**Document passage:**
==============================
Kelani's release in 2006 of her solo album Sprinting Gazelle – Palestinian Songs from the Motherland and the Diaspora represented the culmination of many years of research and preparation.

In January 2007, Kelani led a tour of Syria, performing twice at the Opera House in Damascus and once at the Directorate of Culture in Aleppo. Organised by the British Council, Reem brought together for the tour a bespoke line-up comprising 3 of her UK musicians and 3 from Syria: Amir Qara Jouli (violin), Basel Rajoub (saxophones) and Simon Mreach (percussion). [13][14]

Later in 2007, Kelani also undertook a commission from the Manchester International Festival to compose a 30 minute piece for performance at the Festival with the Beating Wing Orchestra comprising refugee musicians.[15] The resulting work, "Paradise in Strangers", explored universal themes such as migration, suffering, parting, reunion, and celebration.[16] It featured poetry and prose written by Reem and members of the orchestra, as well as verses by Robert Burns (A Slave's Lament) and Salma Khadra Jayyusi (Rootless).

In May 2008, Kelani produced and performed a unique arrangement of traditional Gaelic and Palestinian songs with Gaelic singer Catriona Watt.[17] for A’ Gharaids, a series of programmes looking at the state of Gaelic music. A’ Gharaids was made for BBC Alba, the Gaelic television channel and presented by Mary Ann Kennedy. The series was subsequently nominated for the Media Award in the MG ALBA Traditional Music Awards 2009.[18]

In October 2008, Kelani collaborated with the Portuguese Fado singer, Liana,[19] on a special commission for Musicport Festival, Whitby, entitled "From Palestine to Portugal".[20] The project was funded by the Calouste Gulbenkian Foundation and Visiting Arts. It involved the mixing of Palestinian and Portuguese poetry, the verse of Mahmoud Darwish and Jose Saramago, and Arabic and Portuguese voices. The production was later reprised in a performance at the Tabernacle W11 in December 2009.

Kelani's work has adopted a notable profile in Turkey. She first performed in Turkey in June 2005 at the Cemal Resit Rey Concert Hall, as part of Istanbul municipality's conference on "Women from the Middle East". This was followed, in November 2008, by her concert at the Babylon Club in Istanbul, on the occasion of the British Council's visiting "Lure of the East" exhibition of Orientalist painting at the Pera Museum.[21] For this concert, Kelani and her trio were joined by Selim Sesler, the legendary Turkish gypsy clarinetist, and they performed a range of songs from Kelani's Palestinian and Egyptian repertoire.
==============================
**Information given:**
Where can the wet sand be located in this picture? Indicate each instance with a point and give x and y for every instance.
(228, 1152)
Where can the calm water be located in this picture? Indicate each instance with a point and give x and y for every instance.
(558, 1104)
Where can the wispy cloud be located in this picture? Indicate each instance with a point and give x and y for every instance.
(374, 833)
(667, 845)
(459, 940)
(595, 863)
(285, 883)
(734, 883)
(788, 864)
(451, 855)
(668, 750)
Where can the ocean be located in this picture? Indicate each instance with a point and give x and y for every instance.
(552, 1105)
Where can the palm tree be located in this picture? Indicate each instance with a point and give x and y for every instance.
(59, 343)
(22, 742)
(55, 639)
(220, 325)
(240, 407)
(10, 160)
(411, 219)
==============================
**Set task A:** In the passage about Kelani's musical career, who joined her trio for the November 2008 concert at the Babylon Club in Istanbul?
**Set task B:** Carry on the passage about Kelani's musical career from its last sentence.

**Task output A:** Selim Sesler, the Turkish gypsy clarinetist.

**Task output B:**
Among the audience that day was Osman Kavala, the Turkish philanthropist and founder of Anadolu Kültür.[22] He saw a natural partnership between Kelani, with her representation of Palestinian culture, and Kardes Turkuler, which is one of the musical arms of the collective organization BGST.[23] And so Kelani performed as a special guest with Kardes Turkuler at their June 2009 concert in the Turkcell Kuruçeşme Arena, Istanbul.[24]

In October 2009, Kelani also performed with her Anglo-Syrian band at a major women’s festival in Nusaybin in south east Turkey.[25]

Kelani’s association with Kardes Turkuler continued in April 2014 with a joint concert at TIM Maslak in Istanbul[26] which attracted considerable interest in the Turkish media.[27][28][29]

Alongside her performances with her own musicians, Kelani is a member of The Anti-Capitalist Roadshow.[30] It is a collective of singers and songwriters comprising Frankie Armstrong, Roy Bailey (folk singer), Robb Johnson, Sandra Kerr, Grace Petrie,[31] Leon Rosselson, Janet Russell,[32] Peggy Seeger, Jim Woodland,[33] plus socialist magician, Ian Saville.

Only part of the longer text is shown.